Begin PROVIDED RECORDS
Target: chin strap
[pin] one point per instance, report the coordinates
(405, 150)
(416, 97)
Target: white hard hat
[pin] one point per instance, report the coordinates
End PROVIDED RECORDS
EXERCISE INSTRUCTIONS: Reproduce all of the data above line for line, with no changes.

EXERCISE OUTPUT:
Target: chin strap
[pin] one point per instance, report the coordinates
(405, 150)
(416, 97)
Target: white hard hat
[pin] one point per instance, report the coordinates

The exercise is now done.